• _What you need to do_: Retype each of the following lines without changing a single character.

• _Stored items_:
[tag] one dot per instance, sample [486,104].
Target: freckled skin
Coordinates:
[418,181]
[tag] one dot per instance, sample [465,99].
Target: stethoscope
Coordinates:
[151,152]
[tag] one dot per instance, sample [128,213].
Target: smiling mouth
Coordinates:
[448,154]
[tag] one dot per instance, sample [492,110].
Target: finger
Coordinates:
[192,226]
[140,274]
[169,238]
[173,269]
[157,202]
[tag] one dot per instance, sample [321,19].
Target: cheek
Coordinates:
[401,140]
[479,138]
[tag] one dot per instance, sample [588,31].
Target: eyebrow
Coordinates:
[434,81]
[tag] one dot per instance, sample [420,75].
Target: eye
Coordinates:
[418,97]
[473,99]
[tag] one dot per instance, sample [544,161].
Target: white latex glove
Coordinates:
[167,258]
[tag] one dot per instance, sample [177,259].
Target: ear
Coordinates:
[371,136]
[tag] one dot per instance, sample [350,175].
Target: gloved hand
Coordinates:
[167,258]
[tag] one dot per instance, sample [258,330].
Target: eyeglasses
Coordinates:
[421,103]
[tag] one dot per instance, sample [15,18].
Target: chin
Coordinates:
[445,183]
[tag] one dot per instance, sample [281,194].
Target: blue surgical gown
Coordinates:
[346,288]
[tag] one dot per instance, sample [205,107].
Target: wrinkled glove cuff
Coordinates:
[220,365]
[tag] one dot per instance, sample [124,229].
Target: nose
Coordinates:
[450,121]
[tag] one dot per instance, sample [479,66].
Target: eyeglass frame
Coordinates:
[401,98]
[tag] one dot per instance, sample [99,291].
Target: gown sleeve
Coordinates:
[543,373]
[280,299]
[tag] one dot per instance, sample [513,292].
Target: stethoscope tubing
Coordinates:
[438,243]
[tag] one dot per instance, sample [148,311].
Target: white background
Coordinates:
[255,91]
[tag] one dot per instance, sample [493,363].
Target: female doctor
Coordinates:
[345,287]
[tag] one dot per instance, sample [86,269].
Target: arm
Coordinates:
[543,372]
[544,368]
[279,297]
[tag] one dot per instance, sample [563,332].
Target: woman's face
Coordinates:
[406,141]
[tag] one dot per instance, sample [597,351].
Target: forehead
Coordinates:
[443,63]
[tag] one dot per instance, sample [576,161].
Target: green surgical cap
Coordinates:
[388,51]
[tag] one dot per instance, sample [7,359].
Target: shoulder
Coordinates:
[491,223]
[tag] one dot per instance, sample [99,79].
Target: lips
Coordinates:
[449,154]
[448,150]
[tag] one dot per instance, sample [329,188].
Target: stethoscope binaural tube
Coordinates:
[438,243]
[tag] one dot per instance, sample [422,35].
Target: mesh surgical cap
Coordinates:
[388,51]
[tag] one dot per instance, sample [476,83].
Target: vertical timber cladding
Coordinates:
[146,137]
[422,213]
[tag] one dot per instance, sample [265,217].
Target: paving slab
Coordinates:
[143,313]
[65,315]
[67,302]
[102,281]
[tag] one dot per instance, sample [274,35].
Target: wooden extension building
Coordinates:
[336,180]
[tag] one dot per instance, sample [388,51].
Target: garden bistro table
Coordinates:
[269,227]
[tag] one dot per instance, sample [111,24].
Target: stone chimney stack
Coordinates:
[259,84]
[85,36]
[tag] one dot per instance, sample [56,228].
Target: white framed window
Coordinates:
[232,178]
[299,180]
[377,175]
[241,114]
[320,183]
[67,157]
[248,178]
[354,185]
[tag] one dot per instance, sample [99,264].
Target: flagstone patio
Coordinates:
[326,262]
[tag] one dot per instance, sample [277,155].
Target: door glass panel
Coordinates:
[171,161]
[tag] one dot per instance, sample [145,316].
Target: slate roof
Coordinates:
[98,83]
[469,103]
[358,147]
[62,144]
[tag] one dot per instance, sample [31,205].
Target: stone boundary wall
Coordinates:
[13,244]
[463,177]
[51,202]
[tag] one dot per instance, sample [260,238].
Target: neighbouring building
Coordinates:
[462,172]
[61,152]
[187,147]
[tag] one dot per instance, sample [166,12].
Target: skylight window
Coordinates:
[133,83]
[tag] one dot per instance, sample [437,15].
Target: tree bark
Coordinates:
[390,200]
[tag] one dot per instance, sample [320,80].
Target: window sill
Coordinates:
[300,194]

• _Exercise answer_:
[tag] one dot per instance, sample [486,104].
Target: freckled skin
Coordinates:
[418,181]
[tag] one dot per instance, sample [465,99].
Target: stethoscope
Coordinates:
[151,152]
[tag] one dot per instance, sample [128,213].
Target: smiling mouth
Coordinates:
[448,154]
[tag] one dot per instance, sample [492,110].
Target: finger
Coordinates:
[192,226]
[140,274]
[169,238]
[173,269]
[157,202]
[tag] one dot per instance, sample [321,19].
Target: cheek
Coordinates:
[401,140]
[479,138]
[tag] one dot per instance, sample [588,31].
Target: eyebrow
Coordinates:
[434,81]
[tag] one dot per instance, sample [420,75].
Target: eye
Coordinates:
[418,97]
[473,99]
[tag] one dot per instance, sample [544,161].
Target: white latex glove
Coordinates:
[167,258]
[tag] one dot per instance, sample [177,259].
Target: ear
Coordinates:
[371,136]
[tag] one dot per instance, sample [350,175].
Target: gloved hand
Coordinates:
[167,258]
[tag] one dot per instance, sample [258,330].
Target: eyeglasses
Coordinates:
[421,103]
[tag] one dot per instance, sample [15,18].
Target: chin
Coordinates:
[445,183]
[tag] one dot per instance, sample [281,194].
Target: blue surgical gown
Coordinates:
[346,288]
[tag] one dot per instance, sample [205,107].
Target: wrinkled glove cuff
Coordinates:
[220,365]
[tag] one dot per instance, sample [124,229].
Target: nose
Coordinates:
[450,121]
[tag] one dot per instance, sample [479,66].
Target: eyeglass frame
Coordinates:
[401,98]
[tag] one dot per instance, sample [99,291].
Target: gown sleeve
Coordinates:
[543,373]
[280,299]
[tag] one dot per instance, sample [513,292].
Target: stethoscope tubing
Coordinates:
[438,243]
[tag] one dot per instance, sample [148,311].
Target: white background
Coordinates:
[255,91]
[tag] one dot per instance, sample [493,363].
Target: female doctor
Coordinates:
[345,287]
[tag] one dot per instance, sample [86,269].
Target: arm
Coordinates:
[543,372]
[544,368]
[279,297]
[tag] one dot per instance, sample [563,332].
Target: woman's face
Coordinates:
[406,141]
[tag] one dot per instance, sample [597,351].
Target: forehead
Coordinates:
[443,63]
[tag] one dot per instance, sample [576,161].
Target: green surgical cap
Coordinates:
[388,51]
[tag] one dot per instance, sample [7,359].
Target: shoulder
Coordinates:
[491,223]
[tag] one dot per instance, sample [99,79].
Target: lips
Coordinates:
[449,154]
[448,150]
[tag] one dot per instance, sample [329,188].
Target: stethoscope binaural tube
Coordinates:
[438,243]
[tag] one dot per instance, sample [422,35].
Target: mesh surgical cap
Coordinates:
[388,51]
[tag] one dot per instance, sample [476,83].
Target: vertical timber cladding
Coordinates:
[146,137]
[422,213]
[tag] one dot per instance, sample [265,217].
Target: paving slab
Coordinates:
[143,313]
[65,315]
[67,302]
[102,281]
[tag] one dot per instance, sample [274,35].
Target: wooden extension building
Coordinates:
[336,180]
[tag] one dot per instance, sample [388,51].
Target: garden bistro table
Coordinates:
[269,227]
[tag] one dot per instance, sample [111,24].
Target: stone chimney stack
Coordinates:
[259,84]
[85,36]
[tag] one dot per instance, sample [56,228].
Target: white framed window
Coordinates:
[232,178]
[299,180]
[377,175]
[241,114]
[320,183]
[67,157]
[248,178]
[354,185]
[tag] one dot per instance, sample [99,264].
Target: flagstone patio
Coordinates:
[326,262]
[tag] one dot per instance, sample [277,155].
Target: door glass panel
Coordinates:
[171,161]
[tag] one dot per instance, sample [145,316].
Target: slate roof
Coordinates:
[98,83]
[469,103]
[358,147]
[62,144]
[tag] one dot per instance, sample [31,205].
Target: stone boundary wall
Coordinates:
[13,244]
[463,177]
[51,202]
[tag] one dot per instance, sample [260,238].
Target: neighbouring building
Coordinates:
[462,172]
[61,152]
[187,147]
[tag] one dot per instance, sample [166,12].
Target: skylight window
Coordinates:
[133,83]
[tag] one dot per instance, sample [437,15].
Target: tree bark
Coordinates:
[390,200]
[tag] one dot per instance, sample [320,80].
Target: window sill
Coordinates:
[300,194]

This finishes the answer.